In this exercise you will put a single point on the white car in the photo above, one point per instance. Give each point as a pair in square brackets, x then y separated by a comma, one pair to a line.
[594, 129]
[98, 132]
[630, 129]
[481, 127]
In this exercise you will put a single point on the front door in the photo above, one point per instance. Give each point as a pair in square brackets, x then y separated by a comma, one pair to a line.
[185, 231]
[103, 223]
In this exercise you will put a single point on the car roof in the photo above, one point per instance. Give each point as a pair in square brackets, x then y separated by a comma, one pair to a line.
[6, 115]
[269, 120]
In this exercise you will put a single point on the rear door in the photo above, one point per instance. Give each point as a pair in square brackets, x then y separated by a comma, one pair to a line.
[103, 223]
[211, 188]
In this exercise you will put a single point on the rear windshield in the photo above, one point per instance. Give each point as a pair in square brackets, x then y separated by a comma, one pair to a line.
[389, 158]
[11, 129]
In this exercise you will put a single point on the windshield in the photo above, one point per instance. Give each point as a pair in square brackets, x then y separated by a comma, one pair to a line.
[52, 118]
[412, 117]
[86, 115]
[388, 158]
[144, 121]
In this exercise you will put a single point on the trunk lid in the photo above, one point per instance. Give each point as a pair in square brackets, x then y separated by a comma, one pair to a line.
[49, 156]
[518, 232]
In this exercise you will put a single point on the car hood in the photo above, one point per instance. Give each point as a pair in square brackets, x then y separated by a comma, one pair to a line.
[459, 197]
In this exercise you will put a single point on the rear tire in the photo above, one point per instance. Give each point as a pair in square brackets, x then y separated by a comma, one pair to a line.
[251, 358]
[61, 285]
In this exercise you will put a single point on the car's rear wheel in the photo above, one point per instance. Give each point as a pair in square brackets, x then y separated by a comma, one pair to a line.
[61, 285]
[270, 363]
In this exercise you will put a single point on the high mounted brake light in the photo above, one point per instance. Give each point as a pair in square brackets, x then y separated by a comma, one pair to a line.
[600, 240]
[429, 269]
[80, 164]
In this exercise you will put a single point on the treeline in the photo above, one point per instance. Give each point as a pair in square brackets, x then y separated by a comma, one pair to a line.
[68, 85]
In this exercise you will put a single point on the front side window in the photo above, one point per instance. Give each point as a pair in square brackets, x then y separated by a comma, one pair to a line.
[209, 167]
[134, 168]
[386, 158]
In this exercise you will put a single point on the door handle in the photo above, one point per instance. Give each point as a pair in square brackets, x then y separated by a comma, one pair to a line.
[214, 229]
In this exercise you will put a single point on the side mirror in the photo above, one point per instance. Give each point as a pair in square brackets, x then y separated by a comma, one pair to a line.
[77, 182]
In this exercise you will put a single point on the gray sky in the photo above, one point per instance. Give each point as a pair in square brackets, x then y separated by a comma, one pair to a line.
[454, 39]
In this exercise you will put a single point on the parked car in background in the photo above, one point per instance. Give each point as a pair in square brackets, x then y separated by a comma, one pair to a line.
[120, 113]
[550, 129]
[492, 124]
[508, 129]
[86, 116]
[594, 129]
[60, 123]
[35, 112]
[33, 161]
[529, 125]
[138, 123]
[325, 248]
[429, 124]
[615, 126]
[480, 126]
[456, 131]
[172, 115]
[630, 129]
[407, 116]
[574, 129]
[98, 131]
★ ★ ★ ★ ★
* _What is asked_
Each record above should be restated word for word.

* _Final result_
In this exercise you will put a single point on the white car in the photo above, one point per instance. Give each point as a pair in square brackets, x then y separated by a comma, one pair to a line.
[594, 129]
[98, 132]
[630, 129]
[481, 127]
In this exercise you will put a single point on the front door in the photo above, one point per instance. Give each point as a pair in square brackets, x then y separated by a comma, one pair to a line.
[185, 231]
[103, 223]
In this exercise you will put a single point on the car roof in the photo above, one point per instance. Give each point as a pair in square brackets, x then y separated by a comma, one pair to a line.
[6, 115]
[269, 120]
In this exercise you will put a single point on the rear door in the photo above, one point per instance. Give each point as a pair in square brackets, x then y separated by a comma, one pair to a line.
[103, 223]
[211, 188]
In this exercise you will put a single point on the rear windshield in the photo above, one point per instance. Give each point as a pair in square brackets, x then y separated by a comma, one pair to a line.
[389, 158]
[11, 129]
In this exercise you will put a single point on the windshield in the photo above, one point per instance. Give each point as a pair in square brackets, x then y separated by a comma, one pair to a line.
[52, 118]
[412, 117]
[86, 115]
[388, 158]
[144, 121]
In this exercise you will put a single point on the trunk lid in the photo above, one point per instance. Give each point as a pair in square brackets, x then y separated by a comma, one pair to a line.
[49, 156]
[518, 232]
In this exercise you will put a single point on the car hood in the photo above, one point per instance. Give each point as a pair in square brackets, x then y separated by a comma, one pair to a line.
[459, 197]
In this exercise you will put a single point on the rear tire in the photo above, one point per instance. Give each point as a pair in square brackets, x then y separated by a comma, one pair to a line.
[251, 358]
[61, 285]
In this exercise you will put a single point on the car's rear wheel in the photo above, one point per instance. Give each point as a pair in square brackets, x then y separated by a comma, one pair to a line.
[61, 285]
[270, 363]
In this exercise you will put a single point on the high mounted brake light in the photo above, one point per instance. Give each point as a pair in square brackets, x then y separated by a comma, one pair to a line.
[600, 240]
[429, 269]
[80, 164]
In this exercise you will put a single point on the treeline in the photo above, one point per instance. Give each point as a pair in square brackets, x then y separated by a comma, one pair to a line.
[68, 85]
In this exercise you will put a single point on the front side window in the photo above, one point per instance. Give each point as a pair in square brackets, x then y separated by a comma, one pair to a line.
[209, 167]
[134, 168]
[386, 158]
In this exercise you will put a single point on the door handle in the photo above, one point per instance. Give each point as a pair in square brackets, x then y separated by a comma, one pair to a line.
[214, 229]
In this exercise you will put a single point on the side mirror in the photo above, one point per instance. Give each point as a pair in square brackets, x then y separated by a comma, one pair to a line.
[77, 182]
In this exercise you will put a single point on the gray sky in the photo above, one point per instance. Give each point as a pair in square brackets, x then y separated by a comma, one pair to a line.
[454, 39]
In this exercise you will put a single point on the parked car in background in the photo above, one point per instance. Give each point as a pair in square brackets, x then y separated by a comma, one pair to a line.
[120, 113]
[550, 129]
[492, 124]
[508, 129]
[86, 116]
[594, 129]
[60, 123]
[35, 112]
[33, 161]
[529, 125]
[138, 123]
[325, 248]
[429, 124]
[615, 126]
[480, 126]
[456, 131]
[172, 115]
[630, 129]
[407, 116]
[574, 129]
[98, 131]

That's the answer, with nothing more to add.